Selected extract
----------------------------------------

Parler TTS: Decoder-only TTS for controllable, expressive speech. Install via Hugging Face (huggingface/parler-tts). Supports streaming; ~1-3 GB models, CPU/GPU compatible.
Other options like StyleTTS2 (for prosody control) or Fish Speech (for quick cloning) are available via GitHub installs. Use these with your local LLM to generate text scripts, then pipe output to TTS for audio files (e.g., WAV/MP3).
Direct text-to-video AI generation is compute-intensive but feasible locally. For "composing" presentations (e.g., slideshow-style videos with narration, transitions, and visuals), combine AI-generated elements (text/scripts from LLM, images from diffusion models, audio from TTS) using composition tools. Full generative text-to-video models create short clips from prompts.
These create videos from text prompts, suitable for dynamic presentations (e.g., animated explanations or scenes). They require a decent GPU (NVIDIA preferred, via CUDA); models downloadable from Hugging Face.
CogVideoX: Generates 6-second videos (720x480, 8 FPS) from English text prompts with high fidelity and motion adherence. Open-source (THUDM/CogVideoX on Hugging Face). Install via pip install transformers diffusers accelerate. Runs locally offline; enable CPU offload/tiling for memory efficiency. Hardware: 4-5 GB VRAM (e.g., RTX 3060+); inference ~3 minutes on mid-range GPU. Great for short illustrative clips in presentations.
Open-Sora: Supports text-to-video (and image-to-video) for 2-15 second clips at up to 720p. Handles various aspect ratios; two-stage pipeline (text-to-image via Flux, then to video). Open-source (hpcaitech/Open-Sora on GitHub). Install via conda/Python 3.10 + pip dependencies (e.g., xformers for speed). Offline after model download. Hardware: Single GPU (50+ GB VRAM for low-res) or multi-GPU (2-8 cards, 40-60 GB each) for higher res; ~1-30 minutes per video. Ideal for presentation visuals like animated diagrams.
Wan 2.2: Efficient text-to-video model with strong stylization and text readability. Open-weight (Wan-AI/Wan2.2-T2V on Hugging Face). Install via Diffusers library. Offline capable; optimized for local GPUs (8-16 GB VRAM recommended). Generates short clips with good motion; suitable for educational or demo videos.
Other models like Mochi 1 (genmo-ai/models on GitHub) require high-end hardware (4x H100 GPUs) and are less practical for standard Debian setups. VideoCrafter (TencentARC/VideoCrafter on GitHub) is another option for text/image-to-video.

----------------------------------------

Requirement
Continue the text on running text-to-speech and text-to-video models locally, picking up after its last sentence. The records are separate material and have no connection to the text on local AI tools.

----------------------------------------

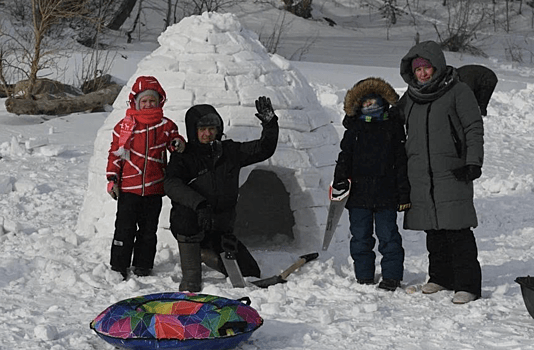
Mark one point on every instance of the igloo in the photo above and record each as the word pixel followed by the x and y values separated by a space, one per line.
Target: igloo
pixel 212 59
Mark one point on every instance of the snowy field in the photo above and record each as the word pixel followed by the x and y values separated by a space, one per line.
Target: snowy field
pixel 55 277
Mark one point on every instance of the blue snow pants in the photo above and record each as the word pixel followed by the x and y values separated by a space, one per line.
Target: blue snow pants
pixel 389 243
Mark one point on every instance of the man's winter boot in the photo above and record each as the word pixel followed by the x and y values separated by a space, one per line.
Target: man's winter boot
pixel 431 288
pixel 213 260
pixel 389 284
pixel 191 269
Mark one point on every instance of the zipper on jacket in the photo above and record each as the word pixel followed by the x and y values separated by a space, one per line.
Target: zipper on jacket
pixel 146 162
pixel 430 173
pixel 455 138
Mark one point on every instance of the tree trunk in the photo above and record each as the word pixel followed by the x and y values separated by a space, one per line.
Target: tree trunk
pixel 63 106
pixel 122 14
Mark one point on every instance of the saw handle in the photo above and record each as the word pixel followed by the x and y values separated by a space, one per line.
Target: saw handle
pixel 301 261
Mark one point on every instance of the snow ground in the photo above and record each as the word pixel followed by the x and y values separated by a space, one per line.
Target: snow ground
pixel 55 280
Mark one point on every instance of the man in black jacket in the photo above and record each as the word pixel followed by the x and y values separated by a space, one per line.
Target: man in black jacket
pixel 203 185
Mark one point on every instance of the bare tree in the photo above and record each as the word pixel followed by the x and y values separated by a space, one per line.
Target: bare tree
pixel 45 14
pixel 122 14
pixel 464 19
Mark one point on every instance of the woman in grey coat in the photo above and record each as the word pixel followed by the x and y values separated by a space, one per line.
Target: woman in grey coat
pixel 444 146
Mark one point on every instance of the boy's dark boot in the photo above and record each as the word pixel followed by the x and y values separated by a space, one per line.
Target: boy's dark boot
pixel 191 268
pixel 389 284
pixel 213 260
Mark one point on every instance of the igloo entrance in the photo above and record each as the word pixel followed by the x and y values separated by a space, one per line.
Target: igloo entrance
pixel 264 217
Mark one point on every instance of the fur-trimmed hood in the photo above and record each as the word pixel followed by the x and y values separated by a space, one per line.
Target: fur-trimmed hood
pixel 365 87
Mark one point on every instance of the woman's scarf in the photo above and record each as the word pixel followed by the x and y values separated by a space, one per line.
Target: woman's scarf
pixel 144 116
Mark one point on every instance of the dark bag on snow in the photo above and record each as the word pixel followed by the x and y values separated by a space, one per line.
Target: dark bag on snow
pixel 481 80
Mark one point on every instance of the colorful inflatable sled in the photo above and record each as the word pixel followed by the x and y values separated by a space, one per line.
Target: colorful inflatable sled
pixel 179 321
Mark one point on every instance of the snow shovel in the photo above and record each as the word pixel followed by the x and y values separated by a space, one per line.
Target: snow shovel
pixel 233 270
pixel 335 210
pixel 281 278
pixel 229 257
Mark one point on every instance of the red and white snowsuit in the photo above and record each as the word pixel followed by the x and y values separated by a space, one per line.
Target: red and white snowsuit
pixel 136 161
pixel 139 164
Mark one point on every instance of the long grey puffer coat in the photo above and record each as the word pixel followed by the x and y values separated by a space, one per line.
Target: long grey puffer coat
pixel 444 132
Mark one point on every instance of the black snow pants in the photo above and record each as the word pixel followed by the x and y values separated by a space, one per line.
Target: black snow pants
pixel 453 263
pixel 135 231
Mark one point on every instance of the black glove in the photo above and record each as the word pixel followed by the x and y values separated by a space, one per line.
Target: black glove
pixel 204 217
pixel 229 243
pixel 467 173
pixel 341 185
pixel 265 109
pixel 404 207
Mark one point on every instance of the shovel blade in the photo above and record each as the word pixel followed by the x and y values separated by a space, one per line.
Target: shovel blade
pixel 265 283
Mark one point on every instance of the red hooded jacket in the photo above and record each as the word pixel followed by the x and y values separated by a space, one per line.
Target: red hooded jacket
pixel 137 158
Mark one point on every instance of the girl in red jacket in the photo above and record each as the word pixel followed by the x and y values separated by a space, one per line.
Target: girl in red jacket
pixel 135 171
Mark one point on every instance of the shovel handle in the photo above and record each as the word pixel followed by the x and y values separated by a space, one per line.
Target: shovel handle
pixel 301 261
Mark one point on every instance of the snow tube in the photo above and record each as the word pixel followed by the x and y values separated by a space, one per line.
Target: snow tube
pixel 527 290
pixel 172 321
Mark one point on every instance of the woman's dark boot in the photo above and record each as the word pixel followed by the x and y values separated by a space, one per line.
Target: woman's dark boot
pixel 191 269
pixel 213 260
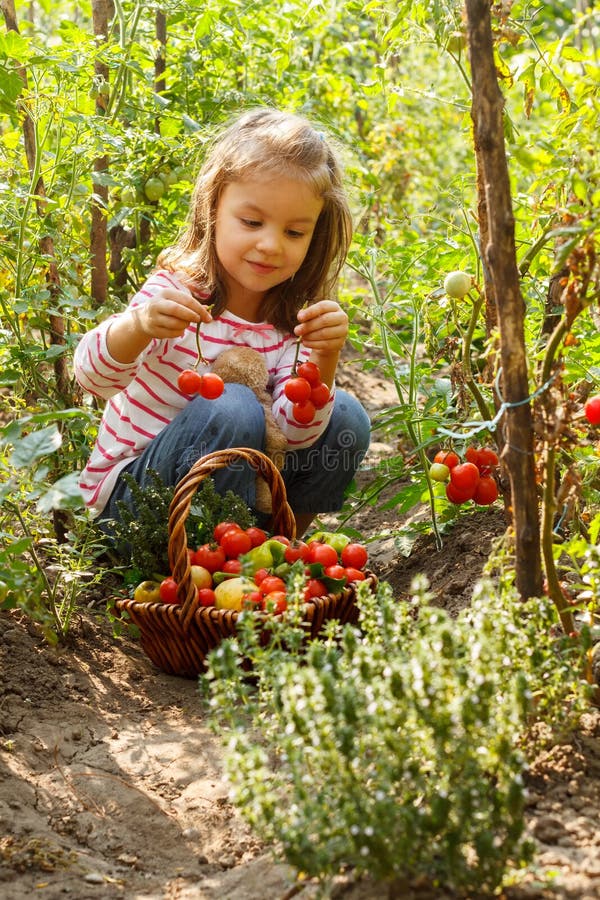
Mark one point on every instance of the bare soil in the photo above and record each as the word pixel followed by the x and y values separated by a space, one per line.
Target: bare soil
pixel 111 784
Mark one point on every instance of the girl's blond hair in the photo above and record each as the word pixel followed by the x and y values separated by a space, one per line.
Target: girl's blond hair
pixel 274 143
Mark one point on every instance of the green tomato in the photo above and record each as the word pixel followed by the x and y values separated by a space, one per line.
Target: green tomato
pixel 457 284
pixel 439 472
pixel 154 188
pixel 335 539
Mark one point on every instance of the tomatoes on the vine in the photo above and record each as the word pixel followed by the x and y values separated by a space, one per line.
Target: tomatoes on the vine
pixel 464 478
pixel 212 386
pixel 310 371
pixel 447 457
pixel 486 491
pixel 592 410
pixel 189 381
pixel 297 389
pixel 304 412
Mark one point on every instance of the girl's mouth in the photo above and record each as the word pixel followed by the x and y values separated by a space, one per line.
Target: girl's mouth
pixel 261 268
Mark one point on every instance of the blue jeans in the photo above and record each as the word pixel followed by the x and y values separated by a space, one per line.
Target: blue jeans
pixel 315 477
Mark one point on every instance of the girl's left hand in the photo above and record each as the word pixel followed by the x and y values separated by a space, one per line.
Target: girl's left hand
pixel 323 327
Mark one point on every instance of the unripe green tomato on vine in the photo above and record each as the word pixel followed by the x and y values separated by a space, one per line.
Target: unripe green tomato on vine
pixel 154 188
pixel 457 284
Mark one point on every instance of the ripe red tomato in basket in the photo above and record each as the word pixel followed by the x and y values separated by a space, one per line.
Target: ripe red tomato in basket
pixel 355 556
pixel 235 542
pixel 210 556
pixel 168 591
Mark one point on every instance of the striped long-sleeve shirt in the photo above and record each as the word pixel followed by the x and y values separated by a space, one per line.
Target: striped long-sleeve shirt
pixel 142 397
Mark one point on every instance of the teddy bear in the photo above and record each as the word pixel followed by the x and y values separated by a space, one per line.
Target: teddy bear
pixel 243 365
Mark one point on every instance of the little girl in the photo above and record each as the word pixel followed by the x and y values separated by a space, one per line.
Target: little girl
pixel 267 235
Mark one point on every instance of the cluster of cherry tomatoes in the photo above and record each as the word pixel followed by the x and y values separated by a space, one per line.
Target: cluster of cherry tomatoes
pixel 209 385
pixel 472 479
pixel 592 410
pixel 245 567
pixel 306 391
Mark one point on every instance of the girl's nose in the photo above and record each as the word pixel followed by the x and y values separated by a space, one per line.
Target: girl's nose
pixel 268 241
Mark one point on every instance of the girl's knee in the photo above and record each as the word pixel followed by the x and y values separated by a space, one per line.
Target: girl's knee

----------------------------------------

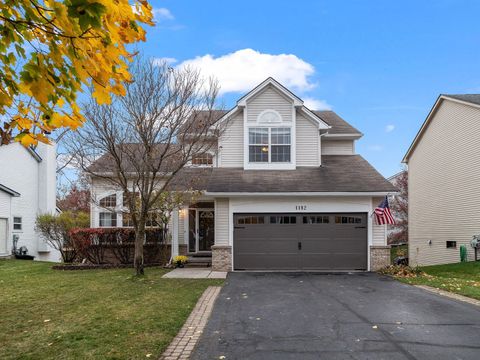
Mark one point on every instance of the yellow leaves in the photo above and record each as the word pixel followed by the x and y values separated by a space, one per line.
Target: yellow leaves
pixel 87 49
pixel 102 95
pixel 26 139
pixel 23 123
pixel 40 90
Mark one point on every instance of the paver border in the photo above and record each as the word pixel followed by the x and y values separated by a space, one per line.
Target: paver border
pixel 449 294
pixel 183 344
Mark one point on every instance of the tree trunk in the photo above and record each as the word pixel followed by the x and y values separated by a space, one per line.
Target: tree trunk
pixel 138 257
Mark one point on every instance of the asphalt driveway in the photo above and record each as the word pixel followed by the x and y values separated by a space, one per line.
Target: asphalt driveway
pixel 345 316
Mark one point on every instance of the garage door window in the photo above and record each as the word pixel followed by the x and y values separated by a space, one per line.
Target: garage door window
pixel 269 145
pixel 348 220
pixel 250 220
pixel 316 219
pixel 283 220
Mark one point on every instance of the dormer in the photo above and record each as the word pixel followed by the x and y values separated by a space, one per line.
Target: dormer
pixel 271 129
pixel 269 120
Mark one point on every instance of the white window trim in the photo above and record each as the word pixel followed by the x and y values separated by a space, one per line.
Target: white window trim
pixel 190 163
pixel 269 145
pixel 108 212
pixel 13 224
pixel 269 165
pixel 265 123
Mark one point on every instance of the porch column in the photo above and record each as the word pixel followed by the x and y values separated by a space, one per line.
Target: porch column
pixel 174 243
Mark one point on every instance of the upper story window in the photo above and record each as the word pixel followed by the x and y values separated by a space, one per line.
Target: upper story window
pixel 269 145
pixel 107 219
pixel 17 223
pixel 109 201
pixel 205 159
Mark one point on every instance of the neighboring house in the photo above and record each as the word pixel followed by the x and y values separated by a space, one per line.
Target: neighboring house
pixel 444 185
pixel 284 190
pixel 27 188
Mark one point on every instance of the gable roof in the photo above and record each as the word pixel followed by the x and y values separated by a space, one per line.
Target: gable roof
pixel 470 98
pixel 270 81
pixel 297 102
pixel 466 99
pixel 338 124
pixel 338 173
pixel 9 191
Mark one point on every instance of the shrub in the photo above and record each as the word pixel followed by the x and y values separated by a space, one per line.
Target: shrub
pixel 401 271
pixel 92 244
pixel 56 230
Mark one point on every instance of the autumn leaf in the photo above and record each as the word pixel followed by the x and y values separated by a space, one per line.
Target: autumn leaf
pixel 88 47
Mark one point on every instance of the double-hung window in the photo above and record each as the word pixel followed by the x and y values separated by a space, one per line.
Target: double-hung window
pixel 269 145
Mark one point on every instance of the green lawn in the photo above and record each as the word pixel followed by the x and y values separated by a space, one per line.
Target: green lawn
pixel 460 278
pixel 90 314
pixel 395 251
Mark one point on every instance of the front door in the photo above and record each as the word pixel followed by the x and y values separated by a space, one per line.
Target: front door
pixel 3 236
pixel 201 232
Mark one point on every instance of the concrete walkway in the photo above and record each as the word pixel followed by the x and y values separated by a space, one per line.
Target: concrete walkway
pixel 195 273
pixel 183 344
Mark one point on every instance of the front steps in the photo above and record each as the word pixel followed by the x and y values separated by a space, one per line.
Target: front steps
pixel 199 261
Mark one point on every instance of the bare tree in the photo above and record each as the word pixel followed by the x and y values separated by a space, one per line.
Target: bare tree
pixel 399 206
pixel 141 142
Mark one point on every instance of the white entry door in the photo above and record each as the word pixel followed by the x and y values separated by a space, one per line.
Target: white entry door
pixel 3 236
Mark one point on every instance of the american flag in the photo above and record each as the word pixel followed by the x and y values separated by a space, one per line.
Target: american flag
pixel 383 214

----------------------------------------

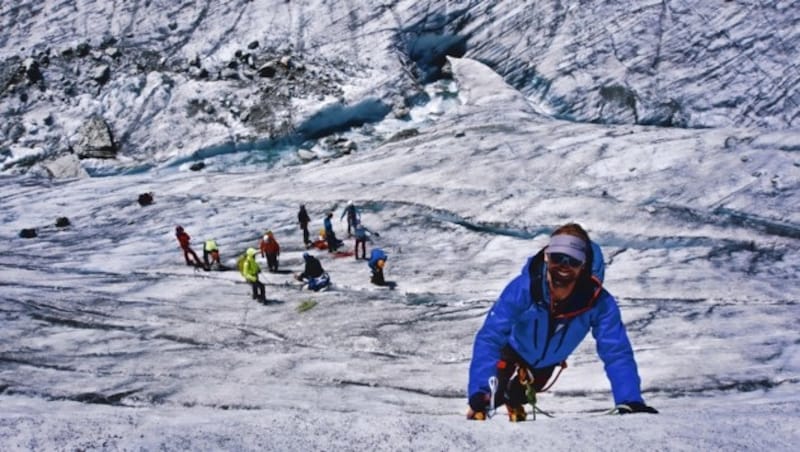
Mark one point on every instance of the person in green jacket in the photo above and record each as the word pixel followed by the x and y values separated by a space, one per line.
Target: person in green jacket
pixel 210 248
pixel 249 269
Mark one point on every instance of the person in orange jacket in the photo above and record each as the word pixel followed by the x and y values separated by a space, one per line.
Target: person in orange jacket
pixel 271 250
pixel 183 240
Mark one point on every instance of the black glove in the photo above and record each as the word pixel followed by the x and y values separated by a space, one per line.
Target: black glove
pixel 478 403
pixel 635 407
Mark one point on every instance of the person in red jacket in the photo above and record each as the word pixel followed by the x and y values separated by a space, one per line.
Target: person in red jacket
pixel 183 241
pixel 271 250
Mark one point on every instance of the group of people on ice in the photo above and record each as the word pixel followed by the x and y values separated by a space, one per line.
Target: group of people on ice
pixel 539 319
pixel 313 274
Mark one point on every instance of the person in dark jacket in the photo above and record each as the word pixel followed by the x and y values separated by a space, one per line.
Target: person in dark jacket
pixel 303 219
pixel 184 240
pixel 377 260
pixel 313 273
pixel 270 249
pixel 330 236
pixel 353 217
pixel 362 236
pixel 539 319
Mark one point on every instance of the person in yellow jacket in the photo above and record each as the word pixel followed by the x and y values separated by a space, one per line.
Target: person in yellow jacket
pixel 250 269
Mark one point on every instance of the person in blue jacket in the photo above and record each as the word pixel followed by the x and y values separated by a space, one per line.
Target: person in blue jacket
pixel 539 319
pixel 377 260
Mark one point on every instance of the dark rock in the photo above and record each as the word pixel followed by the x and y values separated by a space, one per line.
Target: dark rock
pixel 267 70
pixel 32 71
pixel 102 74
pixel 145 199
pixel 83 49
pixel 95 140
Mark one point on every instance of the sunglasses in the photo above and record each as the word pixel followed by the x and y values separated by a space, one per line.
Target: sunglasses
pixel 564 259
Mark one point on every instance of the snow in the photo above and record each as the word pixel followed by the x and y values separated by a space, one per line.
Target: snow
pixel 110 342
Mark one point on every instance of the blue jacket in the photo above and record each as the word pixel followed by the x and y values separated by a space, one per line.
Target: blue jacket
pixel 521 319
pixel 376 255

----------------------------------------

Answer to the problem
To "compose" full videos (e.g., stitch AI-generated images/slides, add narration audio, transitions): Use these non-AI but scriptable tools with AI outputs.
MoviePy: Python library for video editing/composition. Open-source (GitHub: Zulko/moviepy); install via pip install moviepy. Combine LLM-generated text (as slides via Pillow images), TTS audio, and AI images (e.g., from Stable Diffusion) into videos with effects/transitions. Runs on CPU; no GPU needed. Example: Generate slides as PNGs, overlay text, add voiceover, export MP4.
FFmpeg: Command-line tool for video assembly (available via apt install ffmpeg). Open-source; stitch images/audio into videos offline. Use with scripts to automate (e.g., LLM outputs script, TTS makes audio, Stable Diffusion makes frames).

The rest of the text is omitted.